_Work to be completed_
Which lines of the entries below contain the string "target"? Copy each one.

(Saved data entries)
_ _ _

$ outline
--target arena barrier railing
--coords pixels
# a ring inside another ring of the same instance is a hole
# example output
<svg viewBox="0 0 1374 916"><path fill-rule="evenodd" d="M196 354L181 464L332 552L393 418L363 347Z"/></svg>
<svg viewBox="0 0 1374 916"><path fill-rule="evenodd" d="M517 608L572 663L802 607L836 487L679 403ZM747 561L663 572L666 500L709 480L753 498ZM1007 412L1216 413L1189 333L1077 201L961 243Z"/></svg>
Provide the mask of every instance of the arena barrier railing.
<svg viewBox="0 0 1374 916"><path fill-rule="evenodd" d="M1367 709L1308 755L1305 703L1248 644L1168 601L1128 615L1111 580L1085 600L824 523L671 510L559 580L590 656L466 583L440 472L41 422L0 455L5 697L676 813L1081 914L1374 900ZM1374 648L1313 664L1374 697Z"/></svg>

_ _ _

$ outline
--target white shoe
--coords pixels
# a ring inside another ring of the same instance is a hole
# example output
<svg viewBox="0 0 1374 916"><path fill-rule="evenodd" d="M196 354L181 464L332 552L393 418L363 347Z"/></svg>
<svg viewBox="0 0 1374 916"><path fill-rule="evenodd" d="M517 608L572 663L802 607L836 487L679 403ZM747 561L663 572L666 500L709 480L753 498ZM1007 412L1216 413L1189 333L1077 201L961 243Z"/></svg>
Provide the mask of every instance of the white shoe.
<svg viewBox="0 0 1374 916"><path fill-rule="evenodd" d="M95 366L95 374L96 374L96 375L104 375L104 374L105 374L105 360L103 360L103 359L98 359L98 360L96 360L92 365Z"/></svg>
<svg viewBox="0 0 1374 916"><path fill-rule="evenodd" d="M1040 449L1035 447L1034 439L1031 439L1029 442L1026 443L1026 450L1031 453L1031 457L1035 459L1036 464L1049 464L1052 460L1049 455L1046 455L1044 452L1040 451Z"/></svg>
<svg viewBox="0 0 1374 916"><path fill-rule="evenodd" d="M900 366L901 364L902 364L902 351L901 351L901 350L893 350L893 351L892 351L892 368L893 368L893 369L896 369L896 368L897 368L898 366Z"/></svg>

_ _ _

_Solution to the problem_
--target arena barrier railing
--target white shoe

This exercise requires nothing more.